++++ TEXTAUSZUG ++++
Meine Zusammenfassung des Artikels

6 Schafe aus einer TSE-freien Herde neuseeländischen Ursprungs wurde umgerechnet je 0,05g Hirn eines auf natürlichem Wege mit Scrapie infizierten Schafs des Genotyps VRQ/VRQ direkt ins Gehirn injiziert. Nach 332 +/- 13 Tagen erkrankten die Schafe, die dem empfänglichen Genotyp ARQ/ARQ angehörten, an Scrapie. Sie wurden getötet und mittels ELISA und Immunhistochemie (IHC) auf das Vorhandensein von PrPSc in verschiedenen Geweben untersucht.
Bei 4 der 6 Schafe hatte sich PrPSc in Ischiasnerven und Oberarmnerven angesammelt. Bei drei dieser 4 Schafe wurden darüber hinaus regelmäßig geringe Mengen PrPSc in den Muskelspindeln des M. psoas major (Filetmuskel), des M. supraspinatus (Vordergliedmaße) und des M. semimembranosus (Hintergliedmaße) nachgewiesen.
++++
AUFGABEN:
[a] Gib die Stelle im Textauszug von „Meine Zusammenfassung des“ bis „verschiedenen Geweben untersucht.“ wortgetreu wieder.
[b] Beantworte anhand des Textauszugs:
(i) Nach wie vielen Tagen erkrankten die Schafe an Scrapie?
(ii) Welchem Genotyp gehörten die erkrankten Schafe an?
(iii) Bei wie vielen der 6 Schafe hatte sich PrPSc in Ischiasnerven und Oberarmnerven angesammelt?
Das Material hat damit nichts zu tun.
++++ DATEN ++++
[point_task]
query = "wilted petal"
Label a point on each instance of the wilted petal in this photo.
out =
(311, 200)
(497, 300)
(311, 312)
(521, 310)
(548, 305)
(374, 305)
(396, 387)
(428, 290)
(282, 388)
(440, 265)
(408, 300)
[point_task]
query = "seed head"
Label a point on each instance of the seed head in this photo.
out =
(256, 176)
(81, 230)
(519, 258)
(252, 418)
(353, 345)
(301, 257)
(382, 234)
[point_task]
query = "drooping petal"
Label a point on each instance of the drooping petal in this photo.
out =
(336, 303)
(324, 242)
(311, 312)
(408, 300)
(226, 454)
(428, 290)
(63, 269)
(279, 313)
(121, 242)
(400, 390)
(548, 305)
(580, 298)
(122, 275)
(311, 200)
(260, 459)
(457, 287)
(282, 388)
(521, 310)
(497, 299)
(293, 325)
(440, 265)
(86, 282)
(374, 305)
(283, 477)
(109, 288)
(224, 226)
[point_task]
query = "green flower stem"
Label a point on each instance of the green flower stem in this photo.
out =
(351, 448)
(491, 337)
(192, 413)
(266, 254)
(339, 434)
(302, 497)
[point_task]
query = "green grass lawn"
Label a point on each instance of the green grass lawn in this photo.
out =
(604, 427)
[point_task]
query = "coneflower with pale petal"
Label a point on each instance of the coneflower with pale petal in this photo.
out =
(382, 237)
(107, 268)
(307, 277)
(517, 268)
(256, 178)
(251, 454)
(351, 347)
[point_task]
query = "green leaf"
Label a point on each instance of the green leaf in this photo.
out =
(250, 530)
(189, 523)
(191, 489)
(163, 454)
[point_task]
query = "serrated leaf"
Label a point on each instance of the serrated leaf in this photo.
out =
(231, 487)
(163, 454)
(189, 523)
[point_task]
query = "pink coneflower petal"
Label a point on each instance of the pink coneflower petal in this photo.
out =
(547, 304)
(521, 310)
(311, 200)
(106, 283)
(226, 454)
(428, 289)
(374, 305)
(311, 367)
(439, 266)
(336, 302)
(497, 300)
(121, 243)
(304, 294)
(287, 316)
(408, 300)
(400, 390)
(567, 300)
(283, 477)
++++
++++ DATEN ++++
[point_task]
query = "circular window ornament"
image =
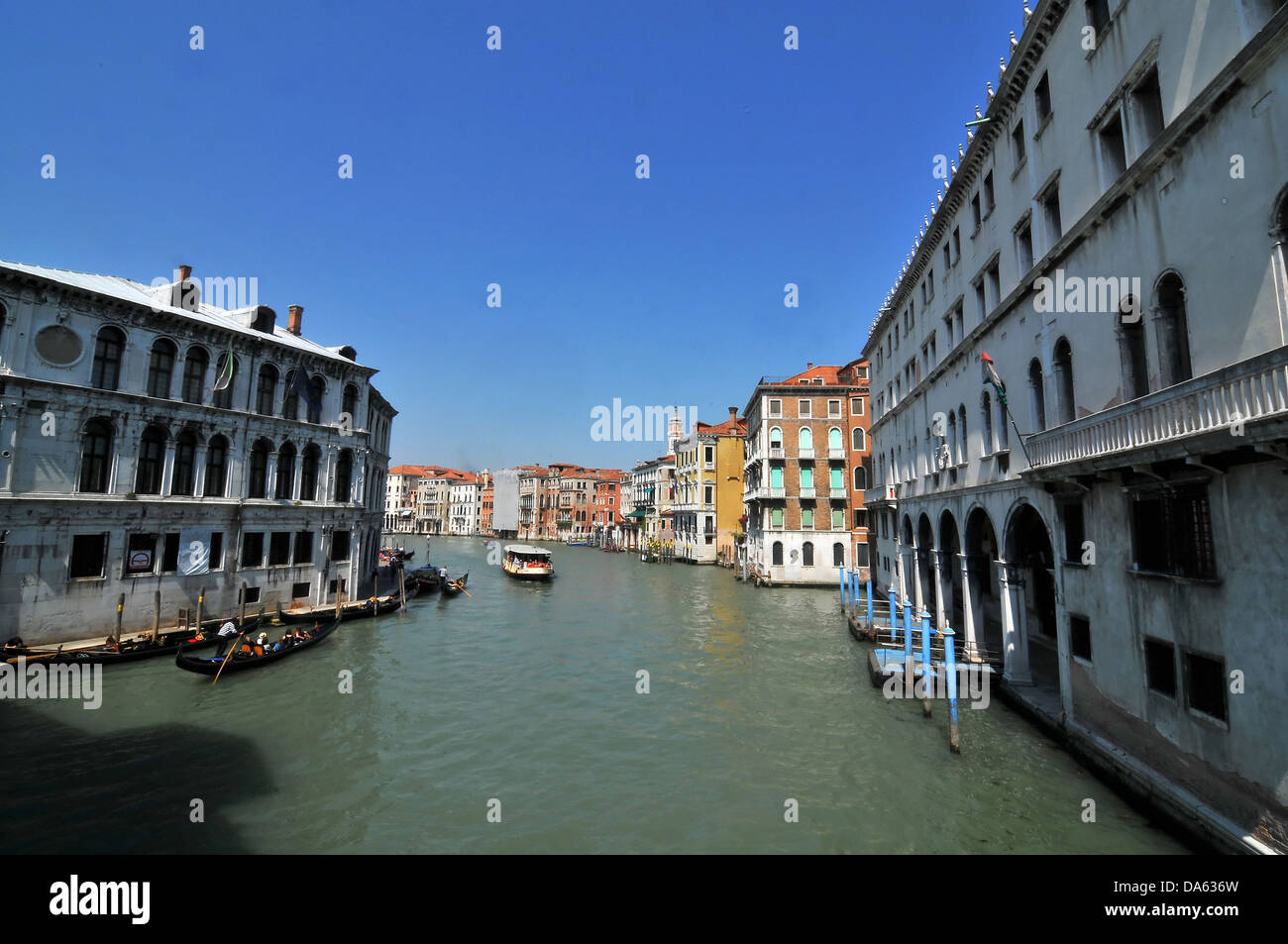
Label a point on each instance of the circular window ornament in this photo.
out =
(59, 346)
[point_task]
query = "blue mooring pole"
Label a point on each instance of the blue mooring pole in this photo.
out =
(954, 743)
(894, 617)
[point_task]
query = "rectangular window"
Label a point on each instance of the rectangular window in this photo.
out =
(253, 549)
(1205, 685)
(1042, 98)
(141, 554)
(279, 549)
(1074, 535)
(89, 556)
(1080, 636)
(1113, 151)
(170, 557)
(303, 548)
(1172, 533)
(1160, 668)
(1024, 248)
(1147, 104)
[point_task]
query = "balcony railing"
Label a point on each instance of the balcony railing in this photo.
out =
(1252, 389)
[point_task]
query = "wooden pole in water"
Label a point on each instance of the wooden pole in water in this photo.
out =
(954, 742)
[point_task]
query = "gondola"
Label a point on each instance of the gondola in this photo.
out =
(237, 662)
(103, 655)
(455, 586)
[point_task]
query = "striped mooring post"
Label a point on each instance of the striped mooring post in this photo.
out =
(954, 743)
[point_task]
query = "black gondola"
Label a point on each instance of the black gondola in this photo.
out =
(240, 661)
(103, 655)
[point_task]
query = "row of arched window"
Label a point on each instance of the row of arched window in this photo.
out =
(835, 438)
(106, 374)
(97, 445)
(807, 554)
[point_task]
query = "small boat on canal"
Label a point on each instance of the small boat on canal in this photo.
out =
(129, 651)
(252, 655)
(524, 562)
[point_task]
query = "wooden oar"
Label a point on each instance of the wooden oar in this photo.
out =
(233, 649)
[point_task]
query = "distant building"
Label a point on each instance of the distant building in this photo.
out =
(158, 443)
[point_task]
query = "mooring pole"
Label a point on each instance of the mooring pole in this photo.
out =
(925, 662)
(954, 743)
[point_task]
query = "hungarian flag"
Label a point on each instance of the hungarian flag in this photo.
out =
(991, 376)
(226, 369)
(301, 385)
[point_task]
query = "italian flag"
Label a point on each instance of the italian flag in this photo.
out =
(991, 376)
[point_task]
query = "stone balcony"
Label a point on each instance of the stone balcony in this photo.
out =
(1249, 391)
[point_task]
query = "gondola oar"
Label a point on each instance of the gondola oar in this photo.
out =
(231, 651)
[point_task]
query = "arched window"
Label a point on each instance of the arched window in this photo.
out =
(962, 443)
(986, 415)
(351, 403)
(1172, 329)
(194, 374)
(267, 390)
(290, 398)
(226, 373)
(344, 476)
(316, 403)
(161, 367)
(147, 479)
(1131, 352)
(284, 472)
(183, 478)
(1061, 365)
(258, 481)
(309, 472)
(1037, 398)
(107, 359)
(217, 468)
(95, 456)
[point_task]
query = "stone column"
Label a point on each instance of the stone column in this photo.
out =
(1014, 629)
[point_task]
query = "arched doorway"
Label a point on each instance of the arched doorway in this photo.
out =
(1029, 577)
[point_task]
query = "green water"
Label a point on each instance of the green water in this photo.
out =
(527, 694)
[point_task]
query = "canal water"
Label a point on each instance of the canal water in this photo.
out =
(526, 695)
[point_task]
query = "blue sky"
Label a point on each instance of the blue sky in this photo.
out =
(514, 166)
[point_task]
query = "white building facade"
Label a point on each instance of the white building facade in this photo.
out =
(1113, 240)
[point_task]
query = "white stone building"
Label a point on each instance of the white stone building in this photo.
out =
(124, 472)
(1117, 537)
++++
++++ DATEN ++++
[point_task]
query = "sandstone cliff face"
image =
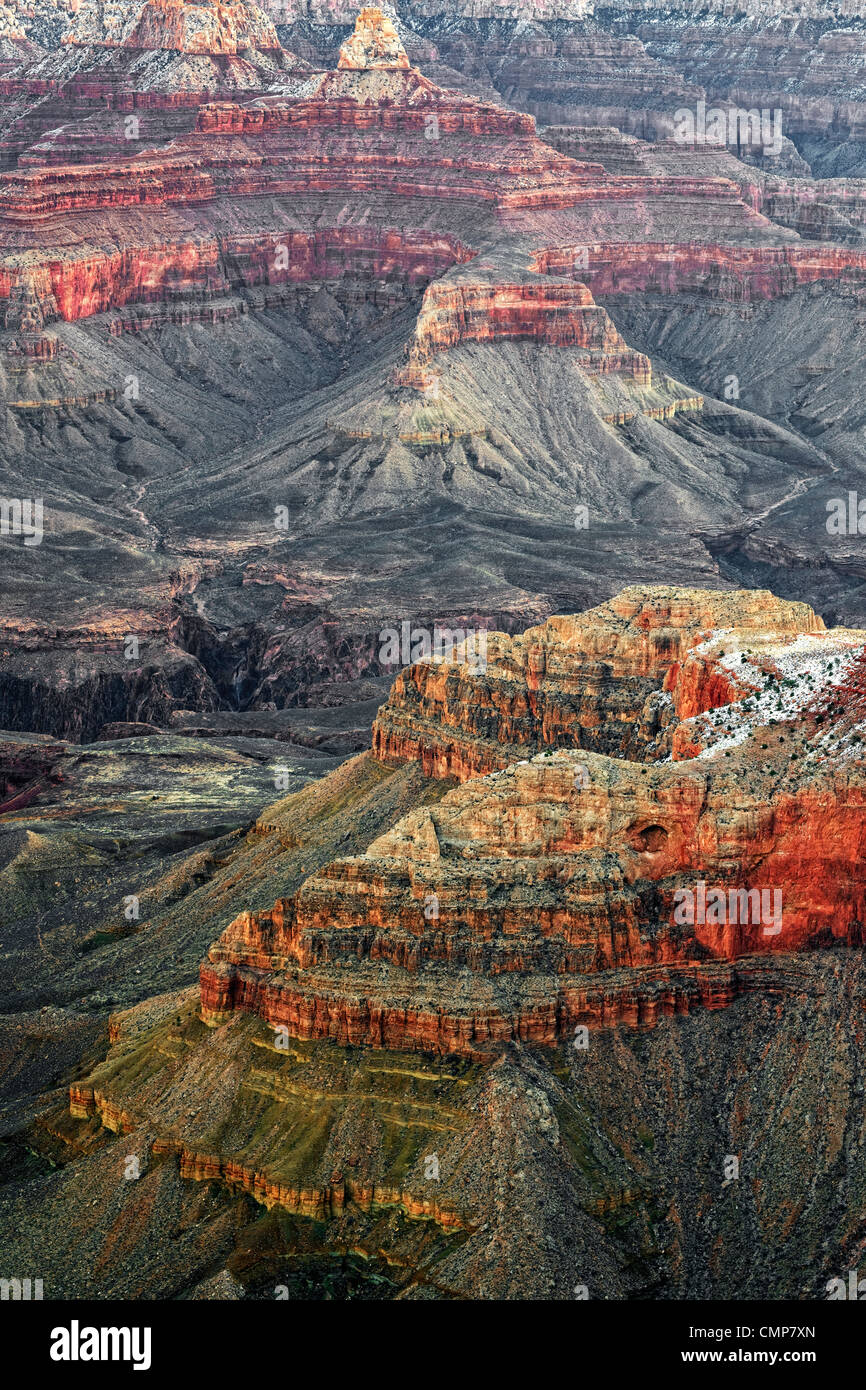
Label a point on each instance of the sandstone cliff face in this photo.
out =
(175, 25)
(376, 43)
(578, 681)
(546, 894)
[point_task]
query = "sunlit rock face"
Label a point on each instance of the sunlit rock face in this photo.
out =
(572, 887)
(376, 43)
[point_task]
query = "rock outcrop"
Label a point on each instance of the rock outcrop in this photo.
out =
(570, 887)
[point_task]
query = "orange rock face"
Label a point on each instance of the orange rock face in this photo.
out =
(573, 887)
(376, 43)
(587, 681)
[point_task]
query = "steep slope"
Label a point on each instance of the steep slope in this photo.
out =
++++
LÖSUNGEN:
[a]
Meine Zusammenfassung des Artikels

6 Schafe aus einer TSE-freien Herde neuseeländischen Ursprungs wurde umgerechnet je 0,05g Hirn eines auf natürlichem Wege mit Scrapie infizierten Schafs des Genotyps VRQ/VRQ direkt ins Gehirn injiziert. Nach 332 +/- 13 Tagen erkrankten die Schafe, die dem empfänglichen Genotyp ARQ/ARQ angehörten, an Scrapie. Sie wurden getötet und mittels ELISA und Immunhistochemie (IHC) auf das Vorhandensein von PrPSc in verschiedenen Geweben untersucht.

[b]
(i) Nach 332 +/- 13 Tagen.
(ii) Dem Genotyp ARQ/ARQ.
(iii) Bei 4 der 6 Schafe.